● Testo fornito
*-*-*

Alternanza scuola lavoro! Consentire ai minorenni di limitare il loro percorso formativo soltanto a imparare nelle scuole quello che poi servirà nella vita, a quanto pare da un po' non è più sufficiente. Allora largo ai crediti formativi conseguiti su un luogo di lavoro, e largo alla differenziazione tra chi seguirà un iter di studi collegato ai licei, e chi ne seguirà uno di orientamento professionale. In quest'ultimo le ore da dedicare al lavoro sono almeno il triplo di quelle che devono seguire i colleghi liceali, e soprattutto sono ovviamente molto diversi gli ambienti di lavoro. Una biblioteca o un museo sono molto diversi da una fabbrica, ma un sedicenne o un diciottenne non sono molto diversi tra loro. E quando si parla di introdurre ragazzi minorenni in luoghi dove si marcia al ritmo di tre, quattro morti al giorno, non si può pensare di non doverne pagare le conseguenze. Ci sarebbe anche una Carta dei Diritti e dei Doveri delle studentesse e degli studenti in alternanza, e dice che "le ragazze e i ragazzi, impegnati in alternanza, devono essere accolti in ambienti di formazione adeguati e sicuri,che favoriscano la crescita della persona e coerenti con l'indirizzo di studio seguito". Ma ovunque si consenta alle imprese di mettere le mani, con l'aggravante di una superficialità e di una cialtroneria tutta italiana, per pescare nel mucchio di giovani inesperti un po' di braccia in più disposte - anzi, obbligate - a lavorare gratis, è difficile che vada tutto bene.

Il 21 gennaio scorso, in una fabbrica metalmeccanica, la Burimec di Lauzacco di Pavia, in provincia di Udine, uno studente diciottenne è morto schiacciato da una putrella di acciaio di 150 chili, mentre era impegnato in uno stage di apprendistato nel sistema cosiddetto "duale". Si tratta di un po' più che un'alternanza scuola lavoro, che prevede alla fine del percorso un eventuale contratto - precario e a tempo determinato, naturalmente! - nell'azienda di riferimento. Il ragazzo avrebbe dovuto essere seguito da un tutor, che era assente per malattia e sostituito da un'altra figura. Non si sa cosa ci facesse in un luogo potenzialmente a rischio, né cosa stesse facendo al momento dell'incidente. Il caso ha voluto che il percorso in questione fosse promosso da un istituto privato cattolico, il salesiano Bearzi di Udine, che tesse le lodi del sistema duale sul suo sito attribuendo ad esso il merito di "avvicinare precocemente i giovani al mondo delle imprese riducendo il rischio di dispersione scolastica". Sarà per questo che i servizi dei tiggì, lungi dall'interrogarsi sulle circostanze concrete dell'infortunio, si sono dilungati in assurde interviste al parroco e al sacrestano del luogo. Ma la vera assurdità è piangere la perdita di un diciottenne come una disgrazia (inevitabile?), presentando come normale lo stanziamento di miliardi per finanziare l'alternanza scuola lavoro, che fornisce manodopera gratis, per quanto poco produttiva, ma docile e acquiescente, al sistema delle imprese.

*-*-*

● Informazioni fornite
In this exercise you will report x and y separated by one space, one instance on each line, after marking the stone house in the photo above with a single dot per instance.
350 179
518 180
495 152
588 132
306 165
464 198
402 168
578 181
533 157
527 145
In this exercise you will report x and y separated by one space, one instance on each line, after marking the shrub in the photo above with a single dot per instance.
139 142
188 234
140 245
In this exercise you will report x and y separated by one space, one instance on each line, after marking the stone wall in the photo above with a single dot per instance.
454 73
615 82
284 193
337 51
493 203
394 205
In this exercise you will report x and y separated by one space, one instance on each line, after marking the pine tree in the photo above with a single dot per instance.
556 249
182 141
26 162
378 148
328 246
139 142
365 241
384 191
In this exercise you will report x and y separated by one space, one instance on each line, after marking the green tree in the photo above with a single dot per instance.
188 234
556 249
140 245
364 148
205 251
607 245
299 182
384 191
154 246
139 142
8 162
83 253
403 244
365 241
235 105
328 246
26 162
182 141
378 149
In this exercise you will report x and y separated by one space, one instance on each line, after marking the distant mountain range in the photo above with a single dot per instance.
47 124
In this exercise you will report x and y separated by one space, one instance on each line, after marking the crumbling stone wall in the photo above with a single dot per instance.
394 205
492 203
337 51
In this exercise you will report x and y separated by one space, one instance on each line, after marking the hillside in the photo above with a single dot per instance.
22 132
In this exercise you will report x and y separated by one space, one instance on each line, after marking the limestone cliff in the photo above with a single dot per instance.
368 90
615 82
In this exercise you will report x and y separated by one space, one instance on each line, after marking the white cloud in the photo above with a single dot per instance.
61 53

*-*-*

● Quesito A
Rispondi alle seguenti domande sul testo sull'alternanza scuola lavoro, una per riga:
(i) Quanto pesava la putrella di acciaio che ha schiacciato lo studente?
(ii) Quale istituto promuoveva il percorso seguito dallo studente?
(iii) Nel percorso di orientamento professionale, quante sono almeno le ore di lavoro rispetto a quelle dei liceali?
● Quesito B
Riassumi in due frasi il testo sull'alternanza scuola lavoro.
I record non hanno alcun legame con il testo.

● Risultato A
(i) 150 chili.
(ii) Il salesiano Bearzi di Udine, un istituto privato cattolico.
(iii) Almeno il triplo.

● Risultato B
Il testo critica l'alternanza scuola lavoro, perché introduce minorenni in luoghi di lavoro dove si muore al ritmo di tre o quattro persone al giorno e fornisce alle imprese manodopera gratuita, docile e acquiescente. Riporta poi il caso di uno studente diciottenne morto il 21 gennaio alla Burimec, schiacciato da una putrella di acciaio durante uno stage nel sistema duale promosso dall'istituto salesiano Bearzi di Udine.